Segmentation annotation rows:
★ ★ ★ ★ ★ ★ ★

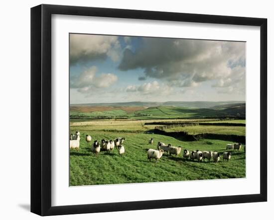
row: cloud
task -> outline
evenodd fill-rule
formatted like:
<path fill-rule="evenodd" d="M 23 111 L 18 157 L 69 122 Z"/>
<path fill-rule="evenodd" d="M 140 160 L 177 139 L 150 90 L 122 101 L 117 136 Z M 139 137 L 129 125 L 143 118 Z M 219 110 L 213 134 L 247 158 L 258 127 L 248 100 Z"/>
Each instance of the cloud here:
<path fill-rule="evenodd" d="M 146 77 L 145 76 L 139 76 L 138 79 L 140 81 L 143 81 L 146 79 Z"/>
<path fill-rule="evenodd" d="M 135 51 L 125 50 L 119 69 L 140 68 L 144 77 L 178 87 L 195 87 L 209 80 L 221 82 L 229 78 L 233 80 L 245 74 L 245 46 L 244 42 L 142 38 Z M 234 74 L 234 69 L 242 73 Z"/>
<path fill-rule="evenodd" d="M 70 35 L 70 62 L 71 65 L 109 57 L 119 60 L 120 44 L 115 36 L 75 34 Z"/>
<path fill-rule="evenodd" d="M 149 95 L 150 98 L 162 95 L 169 95 L 173 91 L 173 88 L 163 83 L 160 84 L 157 81 L 145 82 L 138 85 L 129 85 L 126 88 L 126 92 L 134 93 L 134 95 L 141 97 Z"/>
<path fill-rule="evenodd" d="M 77 77 L 72 77 L 70 88 L 77 88 L 82 93 L 87 93 L 93 88 L 107 88 L 110 87 L 118 79 L 113 73 L 101 73 L 96 75 L 97 68 L 93 66 L 85 70 Z"/>

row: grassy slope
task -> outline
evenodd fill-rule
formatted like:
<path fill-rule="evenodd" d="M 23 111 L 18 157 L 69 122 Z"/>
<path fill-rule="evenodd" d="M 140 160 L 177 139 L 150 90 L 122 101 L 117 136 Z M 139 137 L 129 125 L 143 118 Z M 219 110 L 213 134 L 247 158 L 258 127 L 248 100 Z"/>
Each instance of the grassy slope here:
<path fill-rule="evenodd" d="M 203 126 L 178 127 L 171 129 L 166 129 L 167 132 L 179 132 L 184 131 L 188 132 L 189 134 L 202 133 L 218 134 L 223 135 L 236 135 L 240 136 L 246 136 L 245 127 L 234 126 Z"/>
<path fill-rule="evenodd" d="M 245 154 L 242 150 L 233 152 L 228 162 L 221 160 L 219 163 L 212 162 L 198 163 L 184 161 L 180 155 L 178 158 L 164 155 L 157 163 L 148 162 L 146 151 L 156 148 L 156 143 L 162 141 L 174 146 L 181 146 L 190 150 L 225 151 L 227 142 L 206 140 L 183 142 L 172 137 L 143 133 L 129 133 L 91 131 L 85 126 L 71 127 L 71 132 L 81 132 L 80 150 L 70 152 L 70 185 L 86 185 L 135 182 L 181 181 L 187 180 L 244 177 Z M 114 139 L 125 137 L 125 155 L 119 157 L 115 149 L 110 154 L 101 152 L 95 157 L 90 151 L 91 144 L 86 143 L 83 137 L 91 135 L 93 140 Z M 154 144 L 147 143 L 153 138 Z"/>

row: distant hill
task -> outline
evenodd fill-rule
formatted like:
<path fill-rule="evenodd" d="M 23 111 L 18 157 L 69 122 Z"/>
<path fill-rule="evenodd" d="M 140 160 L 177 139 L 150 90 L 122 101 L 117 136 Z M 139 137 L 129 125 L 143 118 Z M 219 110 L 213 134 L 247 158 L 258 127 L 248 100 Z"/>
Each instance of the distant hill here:
<path fill-rule="evenodd" d="M 163 103 L 171 103 L 171 102 Z M 177 104 L 178 104 L 178 102 Z M 129 103 L 127 103 L 129 104 Z M 131 105 L 125 106 L 123 103 L 121 107 L 119 105 L 111 106 L 77 106 L 70 108 L 70 118 L 72 119 L 176 119 L 176 118 L 223 118 L 227 117 L 245 117 L 245 103 L 225 103 L 223 102 L 219 105 L 214 105 L 211 108 L 197 108 L 192 105 L 191 107 L 182 107 L 174 105 L 157 105 L 147 107 L 151 103 L 145 103 L 143 105 L 134 106 L 142 102 L 130 103 Z M 149 104 L 148 104 L 149 103 Z M 153 103 L 153 105 L 155 103 Z M 208 106 L 209 104 L 207 103 Z M 214 104 L 216 105 L 216 102 Z M 119 105 L 120 103 L 114 103 Z M 185 104 L 185 103 L 184 103 Z M 196 106 L 198 104 L 195 104 Z M 200 104 L 202 104 L 200 103 Z M 212 103 L 211 103 L 212 104 Z M 205 105 L 204 104 L 203 104 Z"/>
<path fill-rule="evenodd" d="M 243 101 L 169 101 L 164 102 L 115 102 L 112 103 L 86 103 L 86 104 L 72 104 L 71 107 L 77 106 L 92 106 L 92 107 L 143 107 L 149 108 L 161 106 L 182 107 L 187 108 L 211 108 L 218 106 L 225 106 L 226 105 L 243 103 Z"/>
<path fill-rule="evenodd" d="M 246 103 L 232 103 L 216 105 L 212 109 L 223 111 L 229 115 L 246 117 Z"/>

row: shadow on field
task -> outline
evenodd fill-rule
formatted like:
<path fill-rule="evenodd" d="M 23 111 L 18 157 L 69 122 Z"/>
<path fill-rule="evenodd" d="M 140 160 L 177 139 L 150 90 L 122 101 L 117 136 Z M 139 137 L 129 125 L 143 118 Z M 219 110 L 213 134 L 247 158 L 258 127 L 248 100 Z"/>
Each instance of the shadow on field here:
<path fill-rule="evenodd" d="M 91 155 L 90 153 L 80 153 L 77 151 L 70 151 L 71 156 L 89 156 L 90 155 Z"/>

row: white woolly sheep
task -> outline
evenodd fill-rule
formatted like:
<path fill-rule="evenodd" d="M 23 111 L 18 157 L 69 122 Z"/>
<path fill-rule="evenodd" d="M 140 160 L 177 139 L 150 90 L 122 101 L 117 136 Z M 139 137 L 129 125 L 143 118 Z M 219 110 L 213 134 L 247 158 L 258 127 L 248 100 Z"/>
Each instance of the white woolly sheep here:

★ ★ ★ ★ ★ ★ ★

WORK REQUIRED: Write out the part of the rows above that opens with the line containing "row: shadow on field" and closes with the line containing "91 155 L 90", copying every line as it stands.

TASK SOLUTION:
row: shadow on field
task -> outline
evenodd fill-rule
formatted like:
<path fill-rule="evenodd" d="M 23 111 L 18 157 L 69 122 Z"/>
<path fill-rule="evenodd" d="M 140 160 L 177 139 L 150 90 L 122 101 L 117 136 Z M 139 137 L 129 125 L 143 118 Z M 219 110 L 213 134 L 247 158 L 258 127 L 248 100 Z"/>
Each instance of the shadow on field here:
<path fill-rule="evenodd" d="M 91 155 L 90 153 L 80 153 L 77 151 L 70 151 L 71 156 L 89 156 L 90 155 Z"/>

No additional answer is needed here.